» Required action: Report each line of the records below that uses the word "this".

» Data extracts:
──────────

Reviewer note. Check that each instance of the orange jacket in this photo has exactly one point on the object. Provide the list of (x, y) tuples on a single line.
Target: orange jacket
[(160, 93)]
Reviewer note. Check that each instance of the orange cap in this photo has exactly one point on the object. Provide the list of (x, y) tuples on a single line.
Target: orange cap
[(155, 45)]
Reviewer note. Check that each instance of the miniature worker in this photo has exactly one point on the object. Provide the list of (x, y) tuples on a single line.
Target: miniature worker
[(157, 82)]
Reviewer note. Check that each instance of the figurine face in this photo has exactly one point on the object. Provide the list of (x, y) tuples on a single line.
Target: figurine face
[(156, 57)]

──────────

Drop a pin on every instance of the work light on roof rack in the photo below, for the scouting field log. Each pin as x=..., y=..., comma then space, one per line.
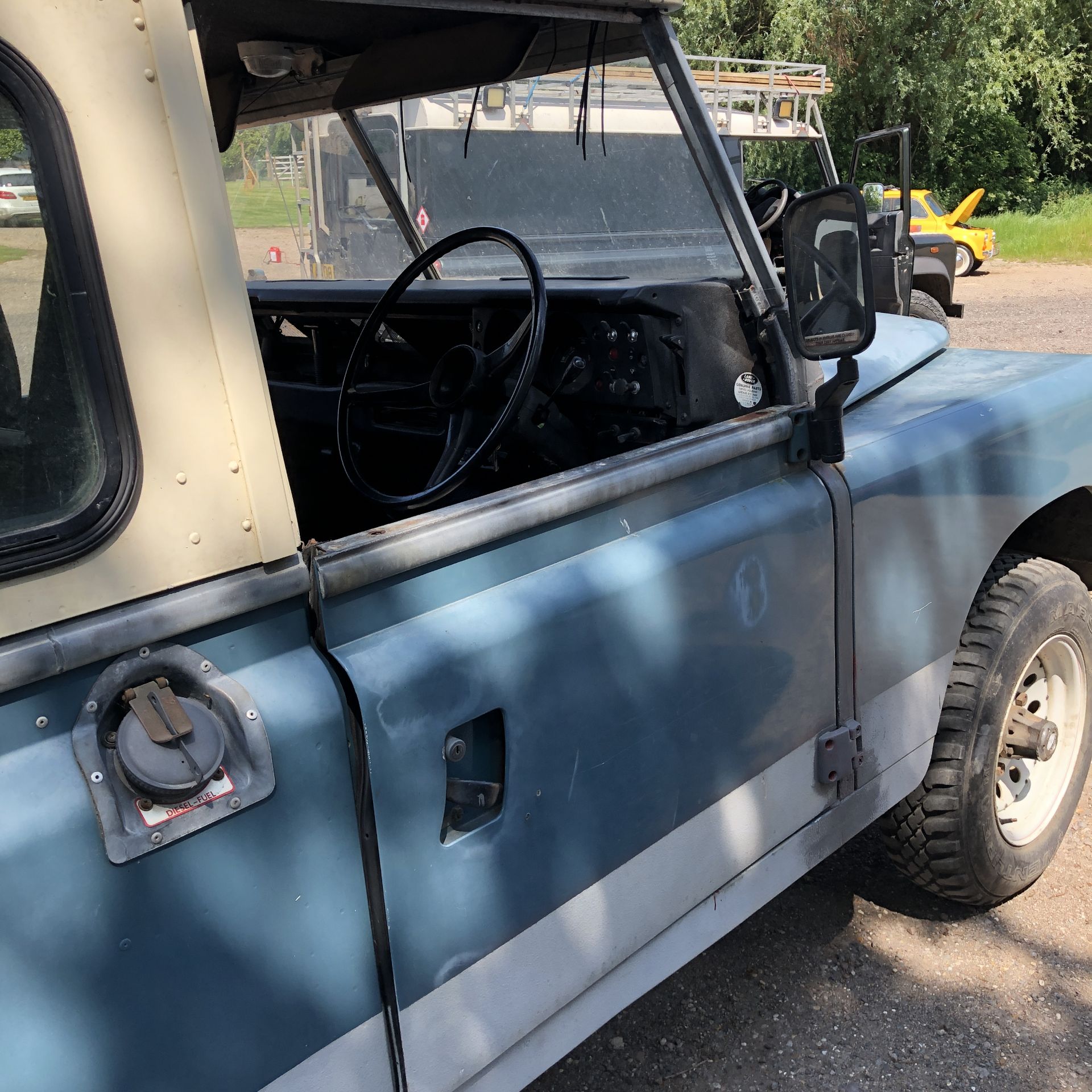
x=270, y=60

──────────

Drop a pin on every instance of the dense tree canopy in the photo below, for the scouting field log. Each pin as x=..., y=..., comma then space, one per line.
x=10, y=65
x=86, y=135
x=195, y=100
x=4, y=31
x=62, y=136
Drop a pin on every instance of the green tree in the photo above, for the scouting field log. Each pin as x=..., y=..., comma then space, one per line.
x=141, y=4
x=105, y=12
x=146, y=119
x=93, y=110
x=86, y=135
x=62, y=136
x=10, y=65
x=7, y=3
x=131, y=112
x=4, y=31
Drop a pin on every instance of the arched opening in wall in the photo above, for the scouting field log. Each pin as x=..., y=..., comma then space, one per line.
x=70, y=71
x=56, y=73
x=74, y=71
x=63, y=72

──────────

» Answer for the task:
Reviewer note. Check that each instance of the orange jacket in this photo has exactly one point on the object. Provide the list of (x, y) tuples on a single line.
Reviewer note. Check that each instance of the orange cap in this photo has exactly one point on the object. Provide the list of (x, y) tuples on a single line.
Reviewer note. Check that each instance of the miniature worker in this photo has exactly one point on the object. Provide the list of (x, y) tuples on a single line.
Reviewer note. Check that each instance of the figurine face in this photo has exactly one point on the object. Provide the list of (x, y) tuples on a single line.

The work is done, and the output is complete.